→ **Segment du document**:
Le coordonnateur du PAS jouera un rôle pivot. Enseignant spécialisé, il ou elle doit être clairement identifiée par l’ensemble des acteurs. 

Le binôme constitué avec l’éducateur spécialisé, positionné au sein du PAS et formé aux recommandations de bonnes pratiques professionnelles, doit permettre un travail de concert et s’élargir aux professionnels internes et externes à l’école, sollicités en fonction des besoins des élèves concernés.

Le coordonnateur du PAS sera utilement aidé par un gestionnaire des accompagnements humains pour organiser la répartition et les emplois du temps des AESH, dans la logique actuelle de l’organisation des PIAL. 

Il importe que les principes de mobilisation de professionnels médico-sociaux du périmètre du PAS et extérieurs à l’équipe mobile d’appui à la scolarisation (EMAS) fassent l’objet de conventionnements préalables entre l’EMAS et les organismes gestionnaires concernés. L’apport possible de professionnels en libéral, à la demande des familles, devra être précisé.

Ainsi, les PAS créeront les bases d’une école enrichie par une nouvelle pluridisciplinarité. Cette approche commune devra être intégrée dès la formation initiale et renforcée par des formations continues conjointes et croisées.

Les PAS seront tenus de respecter les professionnalités et les principes de l’inter métier. Les PAS, à l’instar des DAR, ouvrent un espace à la conjugaison de métiers et de cultures jusqu’ici juxtaposées et cloisonnées. 

S’agissant de l’organisation pratique :

Les PAS nécessitent d’être facilement accessibles et identifiés, dans une articulation claire avec les dispositifs existants, avec un maillage territorial garantissant une répartition permettant de couvrir toutes les zones, y compris les plus rurales. Dans cet esprit, l’installation des PAS dans des établissements scolaires est à promouvoir.

Leur saisine doit être simple et accessible aux familles comme aux équipes éducatives. 

Ils doivent pouvoir mettre en place des réponses concrètes rapidement, mais aussi veiller à ce que les réponses soient ajustées au fil du temps, offrant ainsi un suivi régulier et personnalisé. 

Le système d’information hybride, conjuguant des outils internes de l’Éducation Nationale comme le LPI, insuffisamment déployé aujourd’hui sur le plan national, avec la multiplicité des outils des établissements et services médico-sociaux, devra tenir compte des contraintes règlementaires et en particulier du respect du RGPD.

La prise en charge des frais de déplacement ainsi que de tout autre frais nécessaire à la réalisation des missions du PAS doit être prévue dans le budget de fonctionnement de ce nouveau dispositif, tant du côté médico-social que pour les professionnels de l’Éducation Nationale.

S’agissant de la gouvernance et des interactions avec les institutions :

Les PAS s’inséreront dans un système complexe, tout en respectant les prérogatives des différents acteurs et notamment l’opposabilité des notifications de la MDPH dans le respect des droits des familles. Ils doivent prendre appui sur des outils déjà existants tels que le GEVASCO, les documents de mise en œuvre, notamment PAP, PPS, … et le LPI pour déployer leurs interventions.

Données d'ancrage des expressions référentielles

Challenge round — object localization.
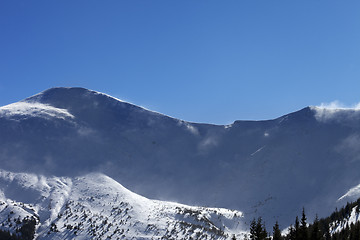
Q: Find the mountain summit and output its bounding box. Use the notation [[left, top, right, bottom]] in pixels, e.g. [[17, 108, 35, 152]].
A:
[[0, 88, 360, 229]]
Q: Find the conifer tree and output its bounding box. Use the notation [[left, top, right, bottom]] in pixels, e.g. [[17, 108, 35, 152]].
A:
[[299, 208, 308, 240], [272, 221, 283, 240], [310, 215, 322, 240], [250, 217, 267, 240], [294, 216, 300, 240]]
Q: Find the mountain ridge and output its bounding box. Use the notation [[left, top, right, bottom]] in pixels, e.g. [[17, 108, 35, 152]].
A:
[[0, 88, 360, 230]]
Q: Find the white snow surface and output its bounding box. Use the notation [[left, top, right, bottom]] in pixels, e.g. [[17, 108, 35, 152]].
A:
[[0, 88, 360, 231], [0, 170, 247, 239]]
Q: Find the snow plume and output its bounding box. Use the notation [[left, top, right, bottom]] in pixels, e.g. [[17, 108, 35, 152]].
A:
[[311, 100, 360, 122], [178, 120, 199, 135], [0, 102, 74, 119]]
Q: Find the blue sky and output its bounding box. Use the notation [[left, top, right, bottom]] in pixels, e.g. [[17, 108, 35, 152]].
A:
[[0, 0, 360, 124]]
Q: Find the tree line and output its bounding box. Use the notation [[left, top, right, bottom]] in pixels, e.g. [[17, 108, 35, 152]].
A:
[[232, 198, 360, 240]]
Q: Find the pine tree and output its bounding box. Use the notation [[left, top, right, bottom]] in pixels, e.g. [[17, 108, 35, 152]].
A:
[[272, 221, 283, 240], [250, 217, 267, 240], [294, 216, 300, 240], [299, 208, 308, 240], [310, 215, 322, 240]]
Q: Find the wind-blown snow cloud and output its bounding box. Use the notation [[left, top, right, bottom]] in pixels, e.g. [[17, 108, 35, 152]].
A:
[[0, 102, 74, 119], [311, 100, 360, 122]]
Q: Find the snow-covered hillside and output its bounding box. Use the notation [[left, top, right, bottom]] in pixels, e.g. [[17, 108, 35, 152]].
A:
[[0, 88, 360, 227], [0, 170, 247, 239]]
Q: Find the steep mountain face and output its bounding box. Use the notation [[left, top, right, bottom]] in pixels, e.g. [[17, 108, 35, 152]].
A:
[[0, 88, 360, 227], [0, 171, 245, 239]]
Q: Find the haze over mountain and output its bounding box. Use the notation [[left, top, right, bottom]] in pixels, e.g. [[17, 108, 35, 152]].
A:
[[0, 88, 360, 231]]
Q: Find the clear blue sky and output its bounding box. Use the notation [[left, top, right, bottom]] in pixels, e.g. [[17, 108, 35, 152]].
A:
[[0, 0, 360, 124]]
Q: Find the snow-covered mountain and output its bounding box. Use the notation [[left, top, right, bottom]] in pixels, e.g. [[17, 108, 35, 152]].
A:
[[0, 170, 246, 239], [0, 88, 360, 231]]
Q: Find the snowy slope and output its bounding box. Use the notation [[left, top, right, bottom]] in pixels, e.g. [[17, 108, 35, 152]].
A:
[[0, 88, 360, 227], [0, 170, 246, 239]]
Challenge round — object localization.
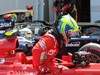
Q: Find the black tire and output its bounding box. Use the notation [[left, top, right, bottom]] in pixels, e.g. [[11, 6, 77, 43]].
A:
[[79, 43, 100, 63]]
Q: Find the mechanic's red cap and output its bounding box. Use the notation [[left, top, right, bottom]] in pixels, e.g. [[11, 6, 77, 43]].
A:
[[3, 14, 12, 20]]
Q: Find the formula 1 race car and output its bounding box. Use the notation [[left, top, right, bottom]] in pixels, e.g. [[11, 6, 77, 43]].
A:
[[0, 52, 100, 75], [0, 20, 100, 75]]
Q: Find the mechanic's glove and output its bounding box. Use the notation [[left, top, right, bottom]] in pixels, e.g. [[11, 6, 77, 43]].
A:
[[73, 51, 90, 67]]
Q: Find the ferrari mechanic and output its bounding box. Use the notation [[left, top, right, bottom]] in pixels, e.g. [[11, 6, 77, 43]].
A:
[[32, 14, 79, 72]]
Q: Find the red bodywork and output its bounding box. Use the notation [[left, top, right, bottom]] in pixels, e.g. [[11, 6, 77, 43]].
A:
[[0, 57, 100, 75], [0, 38, 100, 75]]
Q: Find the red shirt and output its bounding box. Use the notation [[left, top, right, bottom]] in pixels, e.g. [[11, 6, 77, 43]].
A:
[[32, 33, 59, 70]]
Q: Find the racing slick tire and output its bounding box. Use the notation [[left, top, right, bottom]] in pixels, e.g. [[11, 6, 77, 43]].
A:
[[79, 43, 100, 63]]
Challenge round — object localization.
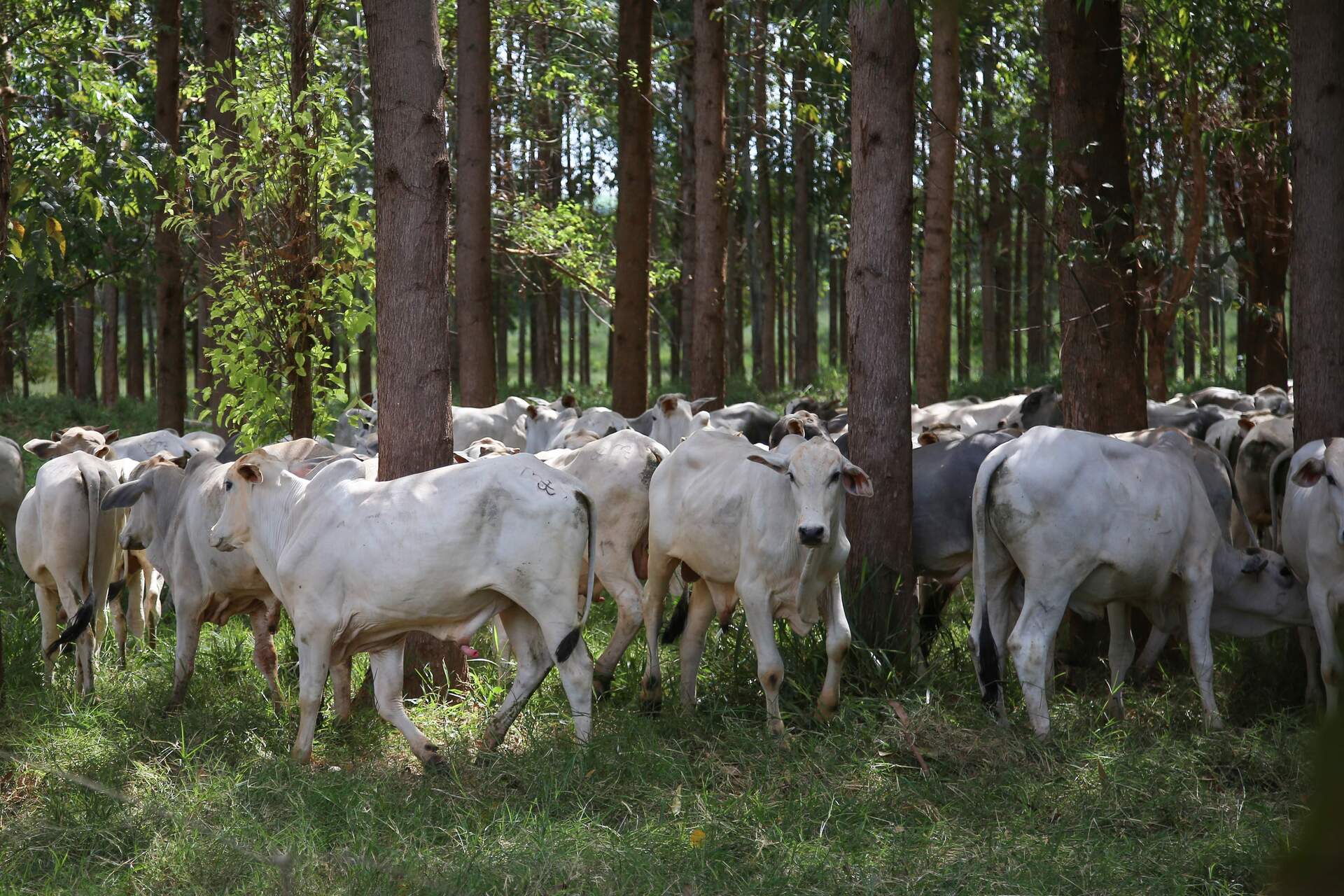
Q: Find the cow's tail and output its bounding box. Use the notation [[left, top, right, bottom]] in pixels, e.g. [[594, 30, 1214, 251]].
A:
[[555, 491, 596, 662], [1268, 449, 1293, 554], [970, 442, 1017, 708], [1218, 451, 1263, 548], [47, 473, 105, 657]]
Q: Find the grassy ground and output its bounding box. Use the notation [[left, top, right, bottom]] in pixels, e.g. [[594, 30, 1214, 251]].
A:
[[0, 395, 1313, 893]]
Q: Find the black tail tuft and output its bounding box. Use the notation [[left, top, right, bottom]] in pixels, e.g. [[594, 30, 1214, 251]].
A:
[[980, 611, 1002, 709], [555, 626, 583, 662], [47, 594, 94, 657], [663, 594, 691, 643]]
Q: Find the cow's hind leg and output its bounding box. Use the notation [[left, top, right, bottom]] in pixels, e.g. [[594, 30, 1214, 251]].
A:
[[481, 605, 554, 752], [678, 579, 731, 712], [248, 603, 282, 716], [817, 576, 850, 722], [1106, 601, 1134, 722], [368, 640, 442, 766]]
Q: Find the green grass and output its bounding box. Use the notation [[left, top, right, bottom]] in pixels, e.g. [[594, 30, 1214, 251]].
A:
[[0, 406, 1313, 895]]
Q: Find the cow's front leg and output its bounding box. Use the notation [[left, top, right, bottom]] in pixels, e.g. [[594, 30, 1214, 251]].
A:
[[738, 580, 783, 736], [817, 576, 850, 722]]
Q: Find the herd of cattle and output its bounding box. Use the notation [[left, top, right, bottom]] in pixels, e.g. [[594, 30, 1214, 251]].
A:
[[0, 387, 1344, 763]]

→ **Questions de compréhension**:
[A] Répondez aux questions suivantes sur l'extrait consacré aux PAS.
(i) Par qui le coordonnateur du PAS sera-t-il aidé pour organiser la répartition et les emplois du temps des AESH ?
(ii) Dans quels lieux l'installation des PAS est-elle à promouvoir ?
(iii) Quel règlement le système d'information hybride devra-t-il respecter en particulier ?
[B] Renvoyez le passage de l'extrait consacré aux PAS compris entre « Les PAS seront » et « juxtaposées et cloisonnées. », bornes incluses.

→ **Réponses attendues**:
[A]
(i) Par un gestionnaire des accompagnements humains.
(ii) Dans des établissements scolaires.
(iii) Le RGPD.

[B]
Les PAS seront tenus de respecter les professionnalités et les principes de l’inter métier. Les PAS, à l’instar des DAR, ouvrent un espace à la conjugaison de métiers et de cultures jusqu’ici juxtaposées et cloisonnées.